■ TASK STATEMENT: In the forum thread below on joining CSV columns in Spark, which method does the reply say to call on df.columns to build the SQL expression?

■ SOURCE EXTRACT:
==========

Reputation: 3827
I have a csv file that looks like the following
name, state, a, b, c, d, ..., x
Jon, NY, 1, 4, 6, 2, 6
Eric, CA, 5, 3, 1, 5, 6
Chris,LA, 4, 4, 3, 1, 5
and I want the following result (one column with concat fields (inkl header name))
concate-fields
"name=Jon, state=NY, a=1, b=4, c=6, d= 2, ... x=6"
"name=Eric, state=CA, a=5, b=3, c=1, d= 5, ... x=6"
"name=Chris, state=LA, a=4, b=4, c=3, d= 1, ... x=5"
There can be many headers from a...>x so these should be appended in a generic way
I now have
import org.apache.spark.sql.functions.{concat, lit}
val lp = sample.select(concat(lit("name), $"name", lit(",state="), $"state")
display(lp)
But I have trouble adding the same for column a->x (as this needs to be done in a generic way)
Upvotes: 2
Views: 176
Reputation: 5487
You can dynamically create SQL expression to concat columns by calling map
method on df.columns()
as shown below.
val df = // Read CSV
df.withColumn("concate-fields", expr(s"concat(${df.columns.map(col=>s"'$col=', nvl($col,'null'),','").mkString("").dropRight(4)})"))
.withColumn("concate-fields", concat(lit("\""),col("concate-fields"),lit("\"")))
Upvotes: 1

==========

■ SUPPLIED DATA:
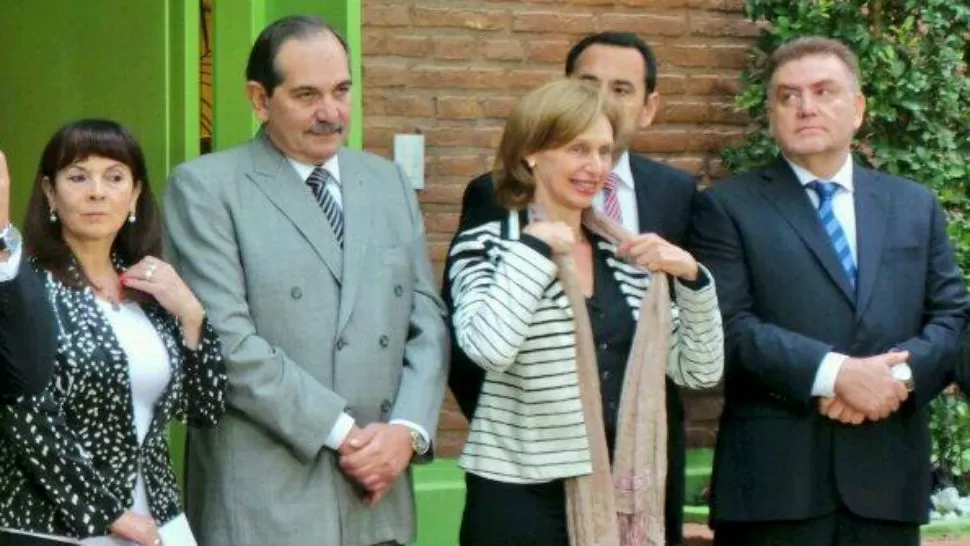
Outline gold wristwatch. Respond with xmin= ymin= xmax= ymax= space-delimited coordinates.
xmin=889 ymin=362 xmax=916 ymax=392
xmin=408 ymin=427 xmax=430 ymax=455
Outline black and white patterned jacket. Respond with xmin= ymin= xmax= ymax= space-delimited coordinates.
xmin=0 ymin=266 xmax=228 ymax=538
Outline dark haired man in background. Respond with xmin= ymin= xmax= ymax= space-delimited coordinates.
xmin=442 ymin=32 xmax=697 ymax=545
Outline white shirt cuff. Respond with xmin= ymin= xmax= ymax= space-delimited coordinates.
xmin=323 ymin=413 xmax=356 ymax=451
xmin=387 ymin=419 xmax=431 ymax=446
xmin=812 ymin=353 xmax=849 ymax=398
xmin=0 ymin=247 xmax=23 ymax=282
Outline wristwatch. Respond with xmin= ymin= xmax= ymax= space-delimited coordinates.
xmin=408 ymin=427 xmax=431 ymax=455
xmin=889 ymin=362 xmax=916 ymax=392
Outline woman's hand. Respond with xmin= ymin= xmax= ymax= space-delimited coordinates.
xmin=522 ymin=221 xmax=576 ymax=254
xmin=108 ymin=511 xmax=162 ymax=546
xmin=617 ymin=233 xmax=698 ymax=281
xmin=121 ymin=256 xmax=205 ymax=347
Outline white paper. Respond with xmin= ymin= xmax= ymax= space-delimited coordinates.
xmin=81 ymin=514 xmax=198 ymax=546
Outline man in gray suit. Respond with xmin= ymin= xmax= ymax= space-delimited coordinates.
xmin=165 ymin=16 xmax=448 ymax=546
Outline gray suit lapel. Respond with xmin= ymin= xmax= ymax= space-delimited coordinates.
xmin=337 ymin=149 xmax=379 ymax=332
xmin=246 ymin=131 xmax=343 ymax=282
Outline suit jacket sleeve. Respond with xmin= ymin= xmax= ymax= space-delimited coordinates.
xmin=391 ymin=163 xmax=449 ymax=446
xmin=165 ymin=167 xmax=347 ymax=461
xmin=898 ymin=199 xmax=968 ymax=406
xmin=0 ymin=263 xmax=57 ymax=396
xmin=690 ymin=191 xmax=831 ymax=407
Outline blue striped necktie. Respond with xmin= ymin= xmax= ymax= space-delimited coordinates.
xmin=808 ymin=180 xmax=857 ymax=288
xmin=306 ymin=167 xmax=344 ymax=248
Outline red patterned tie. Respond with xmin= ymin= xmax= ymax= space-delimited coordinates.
xmin=603 ymin=173 xmax=623 ymax=224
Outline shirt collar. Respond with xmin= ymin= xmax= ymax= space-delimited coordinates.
xmin=286 ymin=154 xmax=340 ymax=184
xmin=785 ymin=154 xmax=855 ymax=193
xmin=613 ymin=150 xmax=633 ymax=190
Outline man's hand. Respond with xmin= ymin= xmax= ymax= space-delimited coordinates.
xmin=340 ymin=423 xmax=413 ymax=506
xmin=818 ymin=396 xmax=866 ymax=425
xmin=337 ymin=425 xmax=377 ymax=458
xmin=826 ymin=351 xmax=909 ymax=421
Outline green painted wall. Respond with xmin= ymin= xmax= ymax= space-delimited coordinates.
xmin=0 ymin=0 xmax=198 ymax=221
xmin=212 ymin=0 xmax=363 ymax=149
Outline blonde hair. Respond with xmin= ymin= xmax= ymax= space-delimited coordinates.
xmin=492 ymin=79 xmax=620 ymax=210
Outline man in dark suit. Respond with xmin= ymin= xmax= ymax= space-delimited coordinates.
xmin=691 ymin=37 xmax=968 ymax=546
xmin=443 ymin=32 xmax=697 ymax=545
xmin=0 ymin=153 xmax=56 ymax=400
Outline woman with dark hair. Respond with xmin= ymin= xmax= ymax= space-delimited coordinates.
xmin=0 ymin=120 xmax=227 ymax=546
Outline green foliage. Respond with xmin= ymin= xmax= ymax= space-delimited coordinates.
xmin=930 ymin=393 xmax=970 ymax=495
xmin=723 ymin=0 xmax=970 ymax=493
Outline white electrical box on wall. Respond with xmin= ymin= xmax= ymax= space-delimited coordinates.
xmin=394 ymin=134 xmax=424 ymax=190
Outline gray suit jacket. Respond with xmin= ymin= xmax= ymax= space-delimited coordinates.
xmin=165 ymin=132 xmax=448 ymax=546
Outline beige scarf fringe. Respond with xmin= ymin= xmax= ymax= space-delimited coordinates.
xmin=553 ymin=209 xmax=671 ymax=546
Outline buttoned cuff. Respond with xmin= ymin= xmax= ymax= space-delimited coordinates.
xmin=323 ymin=413 xmax=356 ymax=451
xmin=812 ymin=353 xmax=849 ymax=398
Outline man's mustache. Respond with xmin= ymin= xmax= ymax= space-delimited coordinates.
xmin=308 ymin=121 xmax=344 ymax=135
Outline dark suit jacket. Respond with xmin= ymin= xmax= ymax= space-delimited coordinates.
xmin=691 ymin=159 xmax=967 ymax=524
xmin=442 ymin=153 xmax=697 ymax=545
xmin=0 ymin=260 xmax=57 ymax=397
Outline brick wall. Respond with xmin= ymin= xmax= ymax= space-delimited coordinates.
xmin=363 ymin=0 xmax=757 ymax=454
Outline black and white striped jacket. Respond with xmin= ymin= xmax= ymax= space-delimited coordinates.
xmin=447 ymin=213 xmax=724 ymax=483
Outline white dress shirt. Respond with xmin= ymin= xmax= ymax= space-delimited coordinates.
xmin=593 ymin=150 xmax=640 ymax=233
xmin=785 ymin=155 xmax=859 ymax=397
xmin=286 ymin=154 xmax=431 ymax=450
xmin=95 ymin=298 xmax=172 ymax=515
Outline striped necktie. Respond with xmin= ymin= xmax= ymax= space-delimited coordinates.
xmin=808 ymin=180 xmax=857 ymax=288
xmin=603 ymin=172 xmax=623 ymax=225
xmin=306 ymin=167 xmax=344 ymax=248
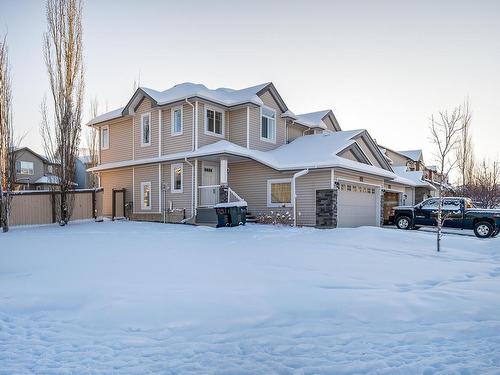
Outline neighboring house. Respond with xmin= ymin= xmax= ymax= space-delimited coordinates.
xmin=13 ymin=147 xmax=59 ymax=190
xmin=380 ymin=146 xmax=439 ymax=203
xmin=88 ymin=83 xmax=415 ymax=227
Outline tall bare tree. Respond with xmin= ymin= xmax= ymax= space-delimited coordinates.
xmin=86 ymin=98 xmax=99 ymax=188
xmin=430 ymin=106 xmax=463 ymax=251
xmin=0 ymin=36 xmax=16 ymax=232
xmin=41 ymin=0 xmax=84 ymax=225
xmin=456 ymin=99 xmax=475 ymax=196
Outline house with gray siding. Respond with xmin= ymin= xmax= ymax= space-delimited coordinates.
xmin=88 ymin=83 xmax=414 ymax=227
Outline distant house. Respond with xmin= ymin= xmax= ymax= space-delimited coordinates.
xmin=14 ymin=147 xmax=59 ymax=190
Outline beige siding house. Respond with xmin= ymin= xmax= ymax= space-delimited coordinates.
xmin=89 ymin=83 xmax=414 ymax=227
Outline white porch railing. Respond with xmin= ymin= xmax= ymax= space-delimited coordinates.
xmin=198 ymin=185 xmax=244 ymax=207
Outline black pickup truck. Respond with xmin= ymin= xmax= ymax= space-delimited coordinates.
xmin=394 ymin=197 xmax=500 ymax=238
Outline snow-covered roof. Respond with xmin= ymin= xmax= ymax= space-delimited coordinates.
xmin=295 ymin=109 xmax=330 ymax=129
xmin=87 ymin=82 xmax=271 ymax=126
xmin=396 ymin=150 xmax=422 ymax=161
xmin=34 ymin=175 xmax=78 ymax=186
xmin=392 ymin=166 xmax=434 ymax=189
xmin=142 ymin=82 xmax=270 ymax=106
xmin=87 ymin=107 xmax=125 ymax=126
xmin=89 ymin=129 xmax=397 ymax=179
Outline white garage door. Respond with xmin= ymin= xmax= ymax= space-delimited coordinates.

==========

■ WORKED ANSWER: The map method.